◆ **DATASET CONTENT**
Begin

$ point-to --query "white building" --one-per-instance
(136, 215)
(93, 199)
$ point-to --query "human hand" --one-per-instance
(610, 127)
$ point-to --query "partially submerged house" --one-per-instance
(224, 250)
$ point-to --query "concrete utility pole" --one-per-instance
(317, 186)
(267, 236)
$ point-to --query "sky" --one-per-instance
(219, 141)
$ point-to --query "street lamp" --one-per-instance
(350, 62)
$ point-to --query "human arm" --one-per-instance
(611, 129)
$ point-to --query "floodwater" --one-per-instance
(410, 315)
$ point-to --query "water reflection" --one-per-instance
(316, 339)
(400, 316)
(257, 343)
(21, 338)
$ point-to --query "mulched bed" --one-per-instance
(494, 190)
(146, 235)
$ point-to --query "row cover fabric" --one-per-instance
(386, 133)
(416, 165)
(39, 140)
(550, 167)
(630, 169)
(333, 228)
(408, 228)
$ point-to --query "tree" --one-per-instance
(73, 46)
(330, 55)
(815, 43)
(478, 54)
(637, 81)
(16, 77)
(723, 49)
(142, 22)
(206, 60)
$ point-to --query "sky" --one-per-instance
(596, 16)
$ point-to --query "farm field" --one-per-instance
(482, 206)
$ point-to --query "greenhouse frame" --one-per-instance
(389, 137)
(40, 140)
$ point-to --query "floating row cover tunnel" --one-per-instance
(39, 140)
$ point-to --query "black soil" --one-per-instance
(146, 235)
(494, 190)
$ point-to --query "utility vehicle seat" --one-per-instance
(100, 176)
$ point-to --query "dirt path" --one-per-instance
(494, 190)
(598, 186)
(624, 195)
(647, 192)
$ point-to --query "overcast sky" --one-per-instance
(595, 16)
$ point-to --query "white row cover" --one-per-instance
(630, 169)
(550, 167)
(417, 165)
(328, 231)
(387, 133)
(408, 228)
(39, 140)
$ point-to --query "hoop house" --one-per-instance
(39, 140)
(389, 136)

End

◆ **WORK TO DO**
List every line in the rows above that contains the string "human", copying each line in full. Case counts.

◆ **OUTPUT BELOW**
$ point-to --query "human hand" --one-per-instance
$ point-to --query "human arm" --one-per-instance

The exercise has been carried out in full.